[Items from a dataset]
= = =

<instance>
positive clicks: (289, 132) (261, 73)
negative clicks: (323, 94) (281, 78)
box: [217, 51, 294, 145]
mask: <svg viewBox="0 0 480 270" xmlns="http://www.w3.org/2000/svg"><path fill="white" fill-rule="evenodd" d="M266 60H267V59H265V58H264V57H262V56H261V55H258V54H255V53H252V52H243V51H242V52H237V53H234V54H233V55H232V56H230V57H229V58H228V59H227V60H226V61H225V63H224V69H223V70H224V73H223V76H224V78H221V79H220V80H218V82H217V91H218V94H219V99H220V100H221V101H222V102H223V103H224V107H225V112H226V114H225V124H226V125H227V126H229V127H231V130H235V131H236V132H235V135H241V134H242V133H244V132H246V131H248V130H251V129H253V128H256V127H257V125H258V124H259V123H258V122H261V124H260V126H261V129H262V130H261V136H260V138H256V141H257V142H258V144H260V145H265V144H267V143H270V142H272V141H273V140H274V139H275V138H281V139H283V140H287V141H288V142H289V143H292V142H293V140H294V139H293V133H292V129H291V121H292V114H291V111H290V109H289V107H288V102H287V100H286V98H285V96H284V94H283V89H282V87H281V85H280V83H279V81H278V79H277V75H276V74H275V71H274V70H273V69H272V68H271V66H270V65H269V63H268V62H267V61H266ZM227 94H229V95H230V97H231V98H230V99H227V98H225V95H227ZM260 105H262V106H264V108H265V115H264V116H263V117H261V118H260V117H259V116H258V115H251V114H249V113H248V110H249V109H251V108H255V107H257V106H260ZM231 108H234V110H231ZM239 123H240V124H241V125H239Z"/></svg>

= = =

### Requirement
The line containing "negative clicks: (323, 94) (281, 78)" and all lines after it, through the last line of the data, should be retyped exactly.

### Solution to the problem
negative clicks: (323, 94) (281, 78)
box: [217, 51, 294, 145]
mask: <svg viewBox="0 0 480 270" xmlns="http://www.w3.org/2000/svg"><path fill="white" fill-rule="evenodd" d="M266 60H267V59H265V58H264V57H262V56H261V55H258V54H255V53H252V52H243V51H242V52H237V53H234V54H233V55H232V56H230V57H229V58H228V59H227V60H226V61H225V63H224V69H223V70H224V73H223V76H224V78H221V79H220V80H218V82H217V91H218V94H219V99H220V100H221V101H222V102H223V103H224V107H225V112H226V114H225V124H226V125H227V126H229V127H231V130H235V131H236V132H235V135H241V134H242V133H244V132H246V131H248V130H251V129H253V128H256V127H257V125H258V124H259V123H258V122H261V124H260V126H261V129H262V130H261V136H260V138H256V141H257V142H258V144H260V145H265V144H267V143H270V142H272V141H273V140H274V139H275V138H281V139H283V140H287V141H288V142H289V143H292V142H293V140H294V139H293V133H292V129H291V121H292V114H291V111H290V109H289V107H288V102H287V100H286V98H285V96H284V94H283V89H282V87H281V85H280V83H279V81H278V79H277V75H276V74H275V71H274V70H273V69H272V68H271V66H270V65H269V63H268V62H267V61H266ZM227 94H229V95H230V97H231V98H230V99H227V98H225V95H227ZM260 105H262V106H264V108H265V115H264V116H263V117H261V118H260V117H259V116H258V115H251V114H249V113H248V110H249V109H251V108H255V107H257V106H260ZM231 108H234V110H231ZM239 123H240V124H241V125H239Z"/></svg>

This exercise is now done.